--- Data excerpts ---

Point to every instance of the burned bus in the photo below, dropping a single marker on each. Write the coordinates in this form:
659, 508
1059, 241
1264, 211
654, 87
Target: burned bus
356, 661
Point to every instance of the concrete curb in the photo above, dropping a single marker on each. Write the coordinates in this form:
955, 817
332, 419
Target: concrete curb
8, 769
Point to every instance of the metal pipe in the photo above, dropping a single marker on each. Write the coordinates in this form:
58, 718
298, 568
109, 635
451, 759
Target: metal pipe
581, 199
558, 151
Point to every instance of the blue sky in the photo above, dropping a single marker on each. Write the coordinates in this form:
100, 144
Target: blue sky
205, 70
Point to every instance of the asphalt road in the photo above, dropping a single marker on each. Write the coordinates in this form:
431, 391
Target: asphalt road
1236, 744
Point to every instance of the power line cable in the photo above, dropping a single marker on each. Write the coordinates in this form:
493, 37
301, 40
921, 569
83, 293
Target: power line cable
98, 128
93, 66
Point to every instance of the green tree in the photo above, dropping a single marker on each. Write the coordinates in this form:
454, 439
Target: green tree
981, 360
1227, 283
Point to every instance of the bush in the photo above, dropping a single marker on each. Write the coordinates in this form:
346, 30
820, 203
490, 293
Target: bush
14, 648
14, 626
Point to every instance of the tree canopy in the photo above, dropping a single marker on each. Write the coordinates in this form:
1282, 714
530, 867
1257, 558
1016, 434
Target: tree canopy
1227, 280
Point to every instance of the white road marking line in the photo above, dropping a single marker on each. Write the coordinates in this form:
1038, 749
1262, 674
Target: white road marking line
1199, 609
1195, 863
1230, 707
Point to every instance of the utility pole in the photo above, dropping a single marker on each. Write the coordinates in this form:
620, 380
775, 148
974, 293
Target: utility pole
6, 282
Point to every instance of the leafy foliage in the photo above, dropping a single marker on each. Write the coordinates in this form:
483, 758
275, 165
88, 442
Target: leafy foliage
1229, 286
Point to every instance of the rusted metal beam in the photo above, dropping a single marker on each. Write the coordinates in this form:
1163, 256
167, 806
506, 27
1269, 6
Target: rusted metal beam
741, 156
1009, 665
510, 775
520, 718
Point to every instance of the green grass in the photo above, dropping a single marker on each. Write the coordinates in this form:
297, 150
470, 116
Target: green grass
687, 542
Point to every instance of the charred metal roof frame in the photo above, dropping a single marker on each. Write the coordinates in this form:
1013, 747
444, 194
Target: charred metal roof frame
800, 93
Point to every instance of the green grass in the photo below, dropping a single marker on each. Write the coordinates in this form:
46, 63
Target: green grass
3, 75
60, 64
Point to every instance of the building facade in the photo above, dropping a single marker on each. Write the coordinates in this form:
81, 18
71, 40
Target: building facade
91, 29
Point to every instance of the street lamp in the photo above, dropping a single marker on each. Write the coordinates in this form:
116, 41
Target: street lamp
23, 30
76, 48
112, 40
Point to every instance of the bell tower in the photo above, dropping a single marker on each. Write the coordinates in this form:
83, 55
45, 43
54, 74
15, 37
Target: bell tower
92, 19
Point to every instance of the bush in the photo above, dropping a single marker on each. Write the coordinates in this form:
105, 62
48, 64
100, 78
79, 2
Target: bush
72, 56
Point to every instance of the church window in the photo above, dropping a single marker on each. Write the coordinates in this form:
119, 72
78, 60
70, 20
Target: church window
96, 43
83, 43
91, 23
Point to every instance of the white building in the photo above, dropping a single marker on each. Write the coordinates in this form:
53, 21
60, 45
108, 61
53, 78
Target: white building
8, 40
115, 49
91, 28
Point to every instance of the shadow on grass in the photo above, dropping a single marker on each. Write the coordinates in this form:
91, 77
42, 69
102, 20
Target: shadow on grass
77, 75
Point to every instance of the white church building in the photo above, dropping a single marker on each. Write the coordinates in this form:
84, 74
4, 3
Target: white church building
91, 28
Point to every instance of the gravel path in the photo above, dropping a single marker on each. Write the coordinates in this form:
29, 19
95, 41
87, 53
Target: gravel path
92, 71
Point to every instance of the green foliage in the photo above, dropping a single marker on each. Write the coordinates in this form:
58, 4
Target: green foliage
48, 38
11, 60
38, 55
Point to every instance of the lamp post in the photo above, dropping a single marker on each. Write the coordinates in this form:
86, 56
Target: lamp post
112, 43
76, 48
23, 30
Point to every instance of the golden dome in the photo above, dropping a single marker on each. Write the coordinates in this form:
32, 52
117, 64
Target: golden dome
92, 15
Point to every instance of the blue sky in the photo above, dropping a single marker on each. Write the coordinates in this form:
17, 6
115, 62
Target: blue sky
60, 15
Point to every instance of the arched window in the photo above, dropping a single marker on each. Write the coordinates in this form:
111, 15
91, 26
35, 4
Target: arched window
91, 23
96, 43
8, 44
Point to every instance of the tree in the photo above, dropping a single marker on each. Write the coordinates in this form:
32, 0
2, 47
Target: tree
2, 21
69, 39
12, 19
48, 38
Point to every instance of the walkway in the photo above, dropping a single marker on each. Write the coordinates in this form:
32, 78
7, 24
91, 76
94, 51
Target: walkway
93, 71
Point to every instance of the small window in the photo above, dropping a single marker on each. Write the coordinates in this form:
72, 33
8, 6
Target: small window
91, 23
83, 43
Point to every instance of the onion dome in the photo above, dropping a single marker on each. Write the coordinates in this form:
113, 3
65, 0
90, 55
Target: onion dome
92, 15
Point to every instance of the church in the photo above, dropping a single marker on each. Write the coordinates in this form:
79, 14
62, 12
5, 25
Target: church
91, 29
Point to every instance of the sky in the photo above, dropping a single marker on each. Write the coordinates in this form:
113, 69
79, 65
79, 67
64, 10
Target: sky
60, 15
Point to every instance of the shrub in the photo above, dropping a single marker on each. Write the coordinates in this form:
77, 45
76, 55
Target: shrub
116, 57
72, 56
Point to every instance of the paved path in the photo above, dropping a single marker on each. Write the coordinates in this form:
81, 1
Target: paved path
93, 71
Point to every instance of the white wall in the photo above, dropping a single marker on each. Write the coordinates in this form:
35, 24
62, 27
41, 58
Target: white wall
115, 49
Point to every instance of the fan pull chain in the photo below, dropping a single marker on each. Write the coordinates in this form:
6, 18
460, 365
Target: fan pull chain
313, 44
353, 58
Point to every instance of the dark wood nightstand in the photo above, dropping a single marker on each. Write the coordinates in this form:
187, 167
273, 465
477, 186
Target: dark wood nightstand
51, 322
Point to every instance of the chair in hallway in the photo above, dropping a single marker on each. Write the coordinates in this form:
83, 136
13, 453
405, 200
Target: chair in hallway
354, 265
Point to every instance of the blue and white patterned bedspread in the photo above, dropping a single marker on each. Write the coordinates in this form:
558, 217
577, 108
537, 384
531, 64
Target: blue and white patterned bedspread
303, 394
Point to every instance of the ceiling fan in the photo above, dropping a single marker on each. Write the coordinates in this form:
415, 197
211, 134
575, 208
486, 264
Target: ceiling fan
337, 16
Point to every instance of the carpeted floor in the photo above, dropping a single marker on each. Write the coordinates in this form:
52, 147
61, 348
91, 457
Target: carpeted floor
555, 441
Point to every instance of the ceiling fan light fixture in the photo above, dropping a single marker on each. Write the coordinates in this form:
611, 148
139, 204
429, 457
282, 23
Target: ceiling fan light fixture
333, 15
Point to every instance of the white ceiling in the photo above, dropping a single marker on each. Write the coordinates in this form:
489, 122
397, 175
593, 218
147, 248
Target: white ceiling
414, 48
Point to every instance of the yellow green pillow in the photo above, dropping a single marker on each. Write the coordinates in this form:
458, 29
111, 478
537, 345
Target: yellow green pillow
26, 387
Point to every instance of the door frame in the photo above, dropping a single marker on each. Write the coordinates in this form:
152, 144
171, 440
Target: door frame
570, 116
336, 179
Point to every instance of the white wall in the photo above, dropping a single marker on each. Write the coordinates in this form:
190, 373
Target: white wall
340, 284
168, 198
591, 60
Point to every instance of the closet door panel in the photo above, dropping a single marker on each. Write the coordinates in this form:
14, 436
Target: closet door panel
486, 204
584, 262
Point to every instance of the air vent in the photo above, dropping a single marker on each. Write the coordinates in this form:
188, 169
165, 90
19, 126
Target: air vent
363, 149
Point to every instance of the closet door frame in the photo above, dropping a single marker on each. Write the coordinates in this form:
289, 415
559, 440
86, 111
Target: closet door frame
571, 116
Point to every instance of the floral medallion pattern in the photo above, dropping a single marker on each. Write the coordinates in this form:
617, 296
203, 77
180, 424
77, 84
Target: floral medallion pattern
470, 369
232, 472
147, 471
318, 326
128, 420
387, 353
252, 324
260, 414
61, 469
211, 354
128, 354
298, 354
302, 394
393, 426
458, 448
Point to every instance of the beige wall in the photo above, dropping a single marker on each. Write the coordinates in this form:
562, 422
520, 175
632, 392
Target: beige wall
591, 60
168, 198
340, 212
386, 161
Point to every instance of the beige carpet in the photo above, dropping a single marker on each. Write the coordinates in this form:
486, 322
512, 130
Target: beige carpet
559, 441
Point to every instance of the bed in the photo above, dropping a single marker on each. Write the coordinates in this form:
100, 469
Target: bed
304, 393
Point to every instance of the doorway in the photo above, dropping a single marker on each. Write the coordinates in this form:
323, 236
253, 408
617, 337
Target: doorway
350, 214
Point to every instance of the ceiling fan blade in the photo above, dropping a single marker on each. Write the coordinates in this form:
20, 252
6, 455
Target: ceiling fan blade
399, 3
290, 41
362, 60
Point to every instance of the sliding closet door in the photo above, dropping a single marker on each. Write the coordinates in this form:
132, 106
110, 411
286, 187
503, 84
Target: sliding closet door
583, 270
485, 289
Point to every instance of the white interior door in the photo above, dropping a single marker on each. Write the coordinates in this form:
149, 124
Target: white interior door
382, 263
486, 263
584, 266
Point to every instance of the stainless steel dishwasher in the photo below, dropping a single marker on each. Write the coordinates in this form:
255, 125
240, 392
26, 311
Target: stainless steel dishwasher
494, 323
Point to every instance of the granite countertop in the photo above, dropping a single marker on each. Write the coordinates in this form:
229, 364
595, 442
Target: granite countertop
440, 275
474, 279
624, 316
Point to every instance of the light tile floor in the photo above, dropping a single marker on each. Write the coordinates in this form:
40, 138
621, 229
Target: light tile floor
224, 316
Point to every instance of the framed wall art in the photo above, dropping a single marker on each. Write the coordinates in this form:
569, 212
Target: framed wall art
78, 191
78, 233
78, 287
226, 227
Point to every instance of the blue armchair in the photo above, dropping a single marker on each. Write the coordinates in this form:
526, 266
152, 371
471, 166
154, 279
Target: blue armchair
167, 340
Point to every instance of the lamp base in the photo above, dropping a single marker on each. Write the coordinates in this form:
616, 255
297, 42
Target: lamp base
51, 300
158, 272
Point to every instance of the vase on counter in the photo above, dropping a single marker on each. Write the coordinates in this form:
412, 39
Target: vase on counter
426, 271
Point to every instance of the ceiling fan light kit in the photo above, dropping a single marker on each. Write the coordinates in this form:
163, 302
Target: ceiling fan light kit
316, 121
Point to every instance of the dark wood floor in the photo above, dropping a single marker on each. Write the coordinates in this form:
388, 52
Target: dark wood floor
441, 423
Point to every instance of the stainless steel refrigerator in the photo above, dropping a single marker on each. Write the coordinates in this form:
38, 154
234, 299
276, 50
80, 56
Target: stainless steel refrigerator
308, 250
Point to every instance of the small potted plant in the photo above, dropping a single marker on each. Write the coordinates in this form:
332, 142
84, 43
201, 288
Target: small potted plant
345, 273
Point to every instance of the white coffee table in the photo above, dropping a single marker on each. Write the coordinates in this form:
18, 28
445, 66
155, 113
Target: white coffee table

--- Problem details ---
Consider the entries above and return each line with the string "table".

--- Response area ---
Point to every instance of the white coffee table in the photo above, dropping a single marker on each. Write the coordinates in this form:
Target: white coffee table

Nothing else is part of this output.